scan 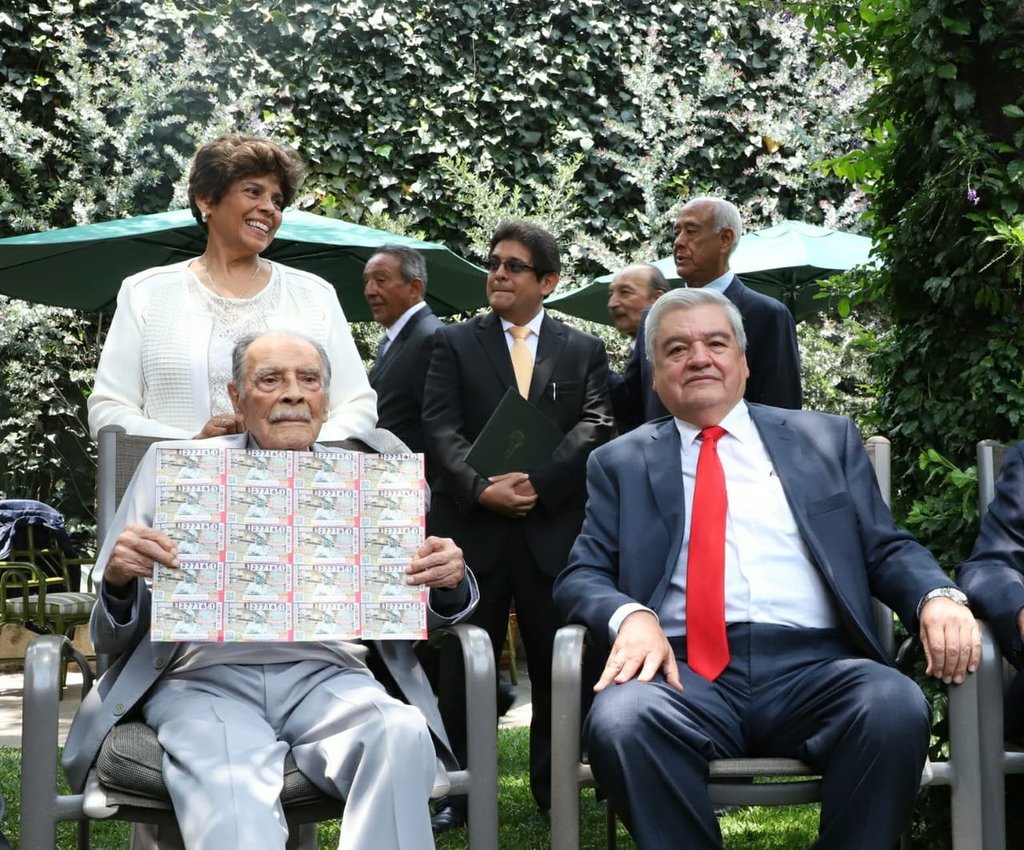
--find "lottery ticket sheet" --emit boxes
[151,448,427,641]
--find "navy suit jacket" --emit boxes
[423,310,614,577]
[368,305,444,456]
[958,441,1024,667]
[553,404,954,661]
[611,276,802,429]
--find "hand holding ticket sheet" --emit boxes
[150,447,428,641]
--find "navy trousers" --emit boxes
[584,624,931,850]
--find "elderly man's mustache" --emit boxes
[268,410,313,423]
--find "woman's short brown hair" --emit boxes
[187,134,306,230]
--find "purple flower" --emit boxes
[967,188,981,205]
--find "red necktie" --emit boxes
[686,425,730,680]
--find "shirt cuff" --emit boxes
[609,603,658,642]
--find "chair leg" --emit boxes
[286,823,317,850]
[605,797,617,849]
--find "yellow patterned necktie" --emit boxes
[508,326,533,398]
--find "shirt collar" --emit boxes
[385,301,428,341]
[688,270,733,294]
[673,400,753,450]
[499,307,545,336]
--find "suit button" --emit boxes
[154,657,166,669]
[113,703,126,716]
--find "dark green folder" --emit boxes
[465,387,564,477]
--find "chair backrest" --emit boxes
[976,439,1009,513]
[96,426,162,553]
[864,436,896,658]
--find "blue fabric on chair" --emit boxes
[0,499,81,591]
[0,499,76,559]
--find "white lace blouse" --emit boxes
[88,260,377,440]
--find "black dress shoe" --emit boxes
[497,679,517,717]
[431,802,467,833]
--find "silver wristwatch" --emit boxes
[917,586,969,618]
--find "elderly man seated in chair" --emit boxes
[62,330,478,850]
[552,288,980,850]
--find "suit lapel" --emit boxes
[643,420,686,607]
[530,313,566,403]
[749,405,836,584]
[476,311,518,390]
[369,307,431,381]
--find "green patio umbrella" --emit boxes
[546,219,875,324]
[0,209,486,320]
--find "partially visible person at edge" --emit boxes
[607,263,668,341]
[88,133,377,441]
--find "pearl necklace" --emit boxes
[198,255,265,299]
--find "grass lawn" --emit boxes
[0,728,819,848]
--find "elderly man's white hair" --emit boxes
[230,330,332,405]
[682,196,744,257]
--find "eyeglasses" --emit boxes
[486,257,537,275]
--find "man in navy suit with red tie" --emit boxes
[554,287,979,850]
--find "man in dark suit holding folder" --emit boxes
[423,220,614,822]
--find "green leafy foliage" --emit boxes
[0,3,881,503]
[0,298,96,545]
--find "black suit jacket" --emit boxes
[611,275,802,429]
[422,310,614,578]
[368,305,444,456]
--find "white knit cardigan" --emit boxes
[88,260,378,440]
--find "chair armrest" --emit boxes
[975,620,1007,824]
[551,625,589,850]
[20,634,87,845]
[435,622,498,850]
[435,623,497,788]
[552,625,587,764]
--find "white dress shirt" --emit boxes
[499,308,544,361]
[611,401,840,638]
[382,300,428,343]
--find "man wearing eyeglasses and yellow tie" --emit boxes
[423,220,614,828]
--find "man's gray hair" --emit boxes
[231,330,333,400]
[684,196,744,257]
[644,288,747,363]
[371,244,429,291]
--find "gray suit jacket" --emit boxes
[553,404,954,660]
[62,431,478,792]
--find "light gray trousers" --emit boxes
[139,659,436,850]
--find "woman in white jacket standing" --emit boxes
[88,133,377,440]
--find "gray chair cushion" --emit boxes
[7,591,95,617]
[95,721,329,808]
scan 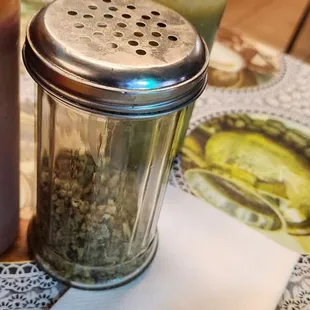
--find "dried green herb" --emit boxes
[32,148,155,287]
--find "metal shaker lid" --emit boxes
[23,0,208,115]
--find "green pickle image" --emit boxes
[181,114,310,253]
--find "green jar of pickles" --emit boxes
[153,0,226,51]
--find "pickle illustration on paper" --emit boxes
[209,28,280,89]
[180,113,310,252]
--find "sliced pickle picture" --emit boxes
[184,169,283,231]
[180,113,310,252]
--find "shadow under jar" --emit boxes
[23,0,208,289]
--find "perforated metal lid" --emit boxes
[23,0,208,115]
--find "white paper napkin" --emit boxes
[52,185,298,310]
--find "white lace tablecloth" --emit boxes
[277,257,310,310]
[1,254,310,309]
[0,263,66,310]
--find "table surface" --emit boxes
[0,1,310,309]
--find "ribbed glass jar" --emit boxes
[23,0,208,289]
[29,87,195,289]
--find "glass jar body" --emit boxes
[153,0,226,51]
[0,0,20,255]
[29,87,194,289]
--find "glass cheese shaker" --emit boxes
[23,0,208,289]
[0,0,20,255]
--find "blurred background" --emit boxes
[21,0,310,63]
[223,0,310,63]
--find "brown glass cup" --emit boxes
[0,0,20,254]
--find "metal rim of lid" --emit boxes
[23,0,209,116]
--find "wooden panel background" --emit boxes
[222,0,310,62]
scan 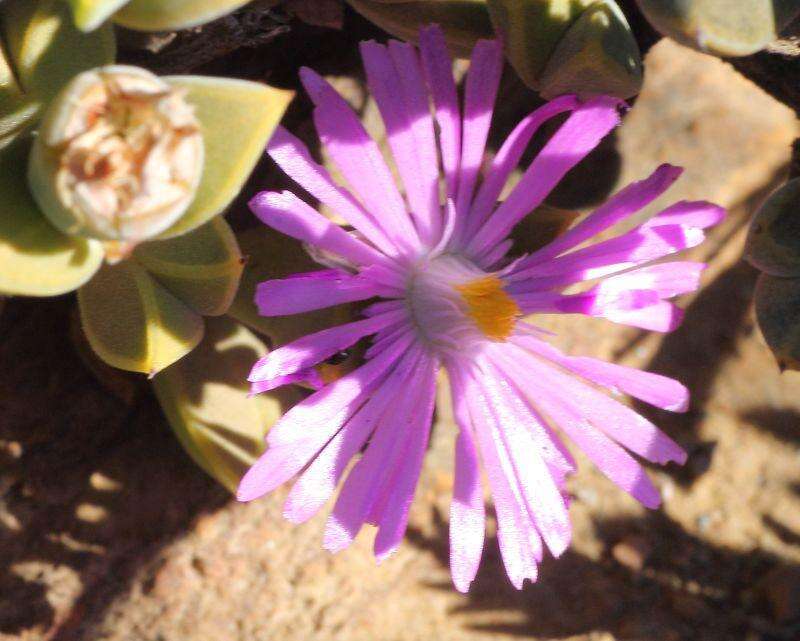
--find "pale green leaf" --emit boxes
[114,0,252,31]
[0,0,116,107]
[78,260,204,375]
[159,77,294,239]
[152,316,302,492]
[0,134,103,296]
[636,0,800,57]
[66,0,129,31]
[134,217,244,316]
════════════════════
Assignment → Write the records out again verbatim and omit the pictures they contain.

Task result →
scan 
--find "lottery ticket sheet" --emit boxes
[151,448,427,641]
--find "navy suit jacket" --emit boxes
[423,310,614,577]
[368,305,444,456]
[958,441,1024,667]
[553,404,954,661]
[611,276,802,429]
--find "hand holding ticket sheet" --emit boxes
[150,447,428,641]
--find "navy trousers" --emit boxes
[584,624,931,850]
--find "elderly man's mustache" --emit boxes
[268,410,313,423]
--find "woman's short brown hair" --emit boxes
[187,134,306,230]
--find "purple flower" --emit boxes
[967,188,981,205]
--find "red necktie" --emit boxes
[686,425,730,680]
--find "shirt cuff" --emit boxes
[609,603,658,642]
--find "chair leg" --emit boxes
[286,823,317,850]
[605,797,617,849]
--find "yellow patterned necktie" --emit boxes
[508,326,533,398]
--find "shirt collar" --emit boxes
[385,301,428,341]
[688,270,733,294]
[673,400,753,450]
[499,307,545,336]
--find "suit button" --emit boxes
[154,657,166,669]
[113,703,126,716]
--find "dark green folder" --emit boxes
[465,387,564,477]
--find "chair backrest" --emit boxes
[976,439,1009,513]
[96,426,162,553]
[864,436,896,658]
--find "blue fabric on chair" --emit boxes
[0,499,81,591]
[0,499,76,559]
--find "white lace blouse" --emit boxes
[88,260,377,440]
--find "black dress shoe" --emit boxes
[497,679,517,717]
[431,802,467,833]
--find "silver wristwatch" --emit boxes
[917,586,969,618]
--find "elderly man seated in chair" --emit boxes
[62,330,478,850]
[552,288,980,850]
--find "suit lapel" --emit boxes
[643,420,686,607]
[530,313,566,403]
[749,405,836,584]
[476,311,518,390]
[369,307,431,381]
--find "green patio umbrella" --emit boxes
[546,219,875,324]
[0,209,486,320]
--find "partially visible person at edge" --emit boxes
[607,263,668,341]
[88,133,377,441]
--find "pearl necklace" --emit boxes
[198,255,265,299]
--find "grass lawn" --emit boxes
[0,728,819,848]
--find "elderly man's white hair" --emit boxes
[230,330,332,405]
[682,196,744,257]
--find "eyeglasses" --emit boxes
[486,257,537,275]
--find "man in navy suit with red tie" --emit boxes
[554,287,979,850]
--find "man in dark suit holding folder" --emit boxes
[423,220,614,822]
--find "green leafy foliage" --emit boxes
[0,3,881,503]
[0,298,96,545]
--find "black suit jacket" --emit boxes
[611,275,802,429]
[422,310,614,578]
[368,305,444,456]
--find "white knit cardigan" --emit boxes
[88,260,378,440]
--find "chair armrest" --emit boxes
[975,620,1007,824]
[551,625,589,850]
[20,634,87,845]
[435,622,498,850]
[435,623,497,788]
[552,625,587,764]
--find "white dress shirt" --emit boxes
[499,308,544,361]
[611,401,840,638]
[382,300,428,343]
--find "man wearing eyeglasses and yellow tie" --emit boxes
[423,220,614,828]
--find "man's gray hair" --emit boxes
[231,330,333,400]
[684,196,744,257]
[644,288,747,363]
[371,244,429,291]
--find "gray suit jacket" --emit boxes
[553,404,954,660]
[62,431,478,792]
--find "light gray trousers" --emit boxes
[139,659,436,850]
--find "woman in white jacket standing" --emit boxes
[88,133,377,440]
--find "gray chair cushion" --emit boxes
[7,591,95,617]
[95,721,329,808]
scan 
--find "dried green herb" --emit boxes
[32,148,155,287]
--find "metal shaker lid" --emit boxes
[23,0,208,115]
--find "green pickle image" --emit boxes
[181,114,310,253]
--find "green jar of pickles" --emit boxes
[153,0,226,51]
--find "pickle illustration on paper" --emit boxes
[209,28,280,89]
[180,113,310,252]
--find "sliced pickle picture" --emit boxes
[184,169,283,231]
[180,113,310,252]
--find "shadow under jar" --emit boxes
[23,0,208,289]
--find "perforated metal lid" --emit boxes
[23,0,208,115]
--find "white paper napkin" --emit boxes
[52,185,298,310]
--find "white lace tablecloth" --emit boxes
[277,257,310,310]
[1,254,310,309]
[0,263,66,310]
--find "table surface" --emit boxes
[0,1,310,309]
--find "ribbed glass jar" --emit boxes
[23,0,208,289]
[29,87,195,289]
--find "glass jar body" --emit boxes
[153,0,226,51]
[0,0,20,255]
[29,87,194,289]
--find "glass cheese shaker" --emit boxes
[23,0,208,289]
[0,0,20,255]
--find "blurred background" --emit boxes
[21,0,310,63]
[223,0,310,63]
--find "brown glass cup" --emit boxes
[0,0,20,254]
--find "metal rim of lid" --emit boxes
[23,0,209,116]
--find "wooden panel background" --emit boxes
[222,0,310,62]
scan 
--find "pale green leaf" --emit boxes
[114,0,252,31]
[0,0,116,107]
[78,260,204,375]
[159,77,294,239]
[152,316,302,492]
[0,134,103,296]
[636,0,800,57]
[66,0,129,31]
[134,217,244,316]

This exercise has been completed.